* [任务说明]
根据下方关于相关反馈的课程笔记，回答以下问题：
1. 训练集多少页算 good，多少页算 great？
2. 笔记说一般用的是哪种反馈方法？它属于哪一类机器学习方法？
3. 取结果的前 N 篇文档作为训练集，目的是学习什么？

CMU 11642 的课程笔记。怎样产生更好的 query 来得到更多的相关文档？从用户角度看，用户一开始会用 short query 来进行检索，在看到结果文档后通过增加或减少 term 以及调整 term weight 的方式进一步优化 query。而对系统而言，能自动产生更好的 query 的方式莫过于机器学习算法。

relevance feedback 其实是一个有监督的机器学习的问题，理想中我们要学习的是 f(document)–>{relevant, not relevant}，然而一般我们学习的是 f(document)–>score。训练集的大小一般来说 10-20 页是 good, 100-200 页就 great 了。

relevance feedback 并不经常被使用。一方面是因为用户不喜欢给评价(因训练数据会很少，准确度也不一定高)，另一方面是这种评价有风险，如果评估的文档很少，结果是 highly variable 的，stability 和 consistency 可能会受到影响。所以一般我们用的是 Pseudo-relevance feedback，一种无监督的机器学习方法。

Pseudo-relevance feedback

基本逻辑是把原始查询当做分类起，用它来给部分数据打标签，得到 top-ranked documents，然后用 labeled data 来产生更优的 classifier。基本过程：

用原始 query 检索文档
取结果的前 N 篇文档作为训练集，这些文档相关度可能不高，然而我们的目的是学习 vocabulary pattern。

* [所给信息]
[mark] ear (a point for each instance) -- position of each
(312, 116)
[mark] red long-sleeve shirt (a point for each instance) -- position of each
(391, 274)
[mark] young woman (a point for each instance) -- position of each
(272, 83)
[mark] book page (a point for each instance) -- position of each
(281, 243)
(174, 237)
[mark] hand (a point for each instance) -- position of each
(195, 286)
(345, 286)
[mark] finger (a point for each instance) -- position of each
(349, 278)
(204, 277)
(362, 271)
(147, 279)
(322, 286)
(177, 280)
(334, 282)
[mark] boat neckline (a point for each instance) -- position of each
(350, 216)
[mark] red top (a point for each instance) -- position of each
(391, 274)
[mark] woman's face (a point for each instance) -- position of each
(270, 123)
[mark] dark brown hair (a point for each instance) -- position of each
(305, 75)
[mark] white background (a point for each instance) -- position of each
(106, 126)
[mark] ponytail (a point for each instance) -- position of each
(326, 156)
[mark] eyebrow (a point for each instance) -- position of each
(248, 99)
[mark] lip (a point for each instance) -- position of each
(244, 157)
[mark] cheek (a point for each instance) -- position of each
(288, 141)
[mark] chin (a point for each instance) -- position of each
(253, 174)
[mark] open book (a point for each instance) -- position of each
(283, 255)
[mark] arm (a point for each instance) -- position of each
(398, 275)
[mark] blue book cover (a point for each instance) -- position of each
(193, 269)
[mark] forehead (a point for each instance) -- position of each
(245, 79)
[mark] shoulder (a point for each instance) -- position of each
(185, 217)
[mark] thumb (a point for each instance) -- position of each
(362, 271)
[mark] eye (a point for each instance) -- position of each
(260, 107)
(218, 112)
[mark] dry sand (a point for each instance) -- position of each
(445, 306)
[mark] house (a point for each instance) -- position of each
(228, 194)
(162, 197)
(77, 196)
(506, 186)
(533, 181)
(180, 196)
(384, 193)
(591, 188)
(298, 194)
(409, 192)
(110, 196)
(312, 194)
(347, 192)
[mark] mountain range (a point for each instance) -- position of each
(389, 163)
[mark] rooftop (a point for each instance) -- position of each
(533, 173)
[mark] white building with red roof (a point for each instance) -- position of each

* [问题解答]
1. 10-20 页算 good，100-200 页算 great。
2. 一般用的是 Pseudo-relevance feedback，属于无监督的机器学习方法。
3. 目的是学习 vocabulary pattern。